COMPENSATION COMMITTEE REPORT

    The Compensation Committee of the Company consists of Marc S. Lipschultz and
Scott M. Stuart, both of whom are non-employee Directors. The Compensation
Committee reviews and approves all compensation arrangements for executive
officers and, in that regard, has developed compensation policies for the
executives which seek to enhance the profitability of the Company with an
appropriate balance between long-term and short-term profitability goals and to
assure the ability of the Company to

                                       3
<PAGE>
attract and retain executive employees with competitive compensation. Actions by
the Committee are reported to the Board and, in appropriate cases, ratified by
the Board prior to implementation.

    The compensation program of the Company seeks specifically to motivate the
executives of the Company to achieve objectives which benefit the Company within
their respective areas of responsibility, with particular emphasis on continued
growth in revenues, expense control, operating efficiency, and the ultimate
realization of profits for the Company, approximately equal weight being given
to each of these criteria in evaluating performance.

    Base salary levels for the Company's executive officers, including the Chief
Executive Officer, are set so that the overall cash compensation package for
executive officers, including bonus opportunity, compares favorably to companies
with which the Company competes for executive talent. In determining salaries,
the Compensation Committee also takes into account a number of factors, which
primarily include individual experience and performance, the officer's level of
responsibility, the cost of living and historical salary levels. The measures of
individual performance considered include, to the extent applicable to an
individual executive officer, a number of quantitative and qualitative factors
such as the Company's historical and recent financial performance, the
individual's achievement of particular nonfinancial goals within his or her
responsibility, and other contributions made by the officer to the Company's
success. The Compensation Committee has not found it practicable to, and has not
attempted to, assign relative weights to the specific factors considered in
determining base salary levels, since the specific factors used may vary among
officers. As is typical for most companies, payment of base salary amounts
generally is not conditioned upon the achievement of any specific,
pre-determined performance targets.

    In addition to base salary, each executive, including the Chief Executive
Officer, may earn an incentive of a specific, individualized percentage of such
executive's base pay. The compensation policies of the Company are general and
subjective both as to salary and as to the other components of the compensation
program.

    The Company's compensation program also includes benefits typically offered
to executives of similar businesses to promote management stability, consisting
of a 401(K) retirement plan and severance agreements.

    In addition, the Company periodically grants stock options to executive
officers pursuant to the 1998 Plan. The Compensation Committee believes that
granting stock options on an ongoing basis provides officers with a strong
economic interest in maximizing stock price appreciation over the long term. The
Company believes that the practice of granting stock options is critical to
retaining and recruiting the key talent necessary to ensure the Company's
continued success.

    Legislation enacted in 1993 imposes certain limits on the tax deductibility
of executive compensation. The Committee's policy is to maximize the tax
deductibility of executive compensation to the extent consistent with its
responsibility to effectively compensate executives based on performance.

※

_Stated task_. Decide whether each statement below agrees with the compensation committee report, answering yes or no and quoting the words of the report that settle it. 1. The Compensation Committee is made up of two non-employee Directors. 2. The Compensation Committee assigns relative weights to the specific factors it considers when setting base salary levels. 3. The benefits in the Company's compensation program include a 401(K) retirement plan and severance agreements.

※

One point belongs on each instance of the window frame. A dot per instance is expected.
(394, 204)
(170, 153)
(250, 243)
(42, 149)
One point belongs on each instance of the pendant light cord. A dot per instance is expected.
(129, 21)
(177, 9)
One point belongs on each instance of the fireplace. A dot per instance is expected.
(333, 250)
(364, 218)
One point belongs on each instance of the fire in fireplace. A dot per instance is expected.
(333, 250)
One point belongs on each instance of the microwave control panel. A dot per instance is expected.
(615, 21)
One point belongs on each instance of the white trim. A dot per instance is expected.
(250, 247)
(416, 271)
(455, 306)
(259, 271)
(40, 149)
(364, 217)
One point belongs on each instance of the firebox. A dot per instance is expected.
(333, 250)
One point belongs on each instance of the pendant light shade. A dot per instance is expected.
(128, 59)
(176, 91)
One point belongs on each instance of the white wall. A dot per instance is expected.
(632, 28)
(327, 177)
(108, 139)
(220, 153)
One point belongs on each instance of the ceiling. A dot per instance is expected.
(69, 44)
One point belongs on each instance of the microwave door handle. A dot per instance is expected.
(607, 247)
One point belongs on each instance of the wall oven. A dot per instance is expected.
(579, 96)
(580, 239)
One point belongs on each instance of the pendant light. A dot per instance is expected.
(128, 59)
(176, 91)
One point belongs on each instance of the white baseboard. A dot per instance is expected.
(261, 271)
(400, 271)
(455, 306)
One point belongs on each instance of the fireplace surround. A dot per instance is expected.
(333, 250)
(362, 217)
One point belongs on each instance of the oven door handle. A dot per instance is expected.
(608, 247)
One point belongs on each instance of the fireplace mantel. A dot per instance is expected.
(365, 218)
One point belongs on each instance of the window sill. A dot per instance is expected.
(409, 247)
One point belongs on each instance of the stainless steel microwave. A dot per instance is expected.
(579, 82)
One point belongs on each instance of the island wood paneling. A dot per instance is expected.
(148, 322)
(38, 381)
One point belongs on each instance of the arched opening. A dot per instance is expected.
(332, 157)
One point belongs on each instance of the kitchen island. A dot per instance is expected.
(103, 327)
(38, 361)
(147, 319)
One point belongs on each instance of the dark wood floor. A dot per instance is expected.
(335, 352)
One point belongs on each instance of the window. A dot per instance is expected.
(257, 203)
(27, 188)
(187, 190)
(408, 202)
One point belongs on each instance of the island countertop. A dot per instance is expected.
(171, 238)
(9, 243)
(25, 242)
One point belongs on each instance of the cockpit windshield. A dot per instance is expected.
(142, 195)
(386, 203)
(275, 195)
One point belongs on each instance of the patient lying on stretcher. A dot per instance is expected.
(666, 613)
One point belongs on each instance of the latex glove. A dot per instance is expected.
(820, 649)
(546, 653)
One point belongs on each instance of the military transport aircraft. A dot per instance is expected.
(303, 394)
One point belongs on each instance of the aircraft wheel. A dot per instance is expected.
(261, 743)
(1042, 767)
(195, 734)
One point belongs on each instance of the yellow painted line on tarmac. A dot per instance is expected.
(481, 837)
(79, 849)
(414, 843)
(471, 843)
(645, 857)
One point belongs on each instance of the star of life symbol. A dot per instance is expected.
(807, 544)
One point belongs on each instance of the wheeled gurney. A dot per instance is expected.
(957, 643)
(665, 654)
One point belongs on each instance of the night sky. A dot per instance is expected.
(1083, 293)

※

_Task solution_.
1. Yes: "consists of Marc S. Lipschultz and Scott M. Stuart, both of whom are non-employee Directors"
2. No: "has not found it practicable to, and has not attempted to, assign relative weights to the specific factors considered in determining base salary levels"
3. Yes: "consisting of a 401(K) retirement plan and severance agreements"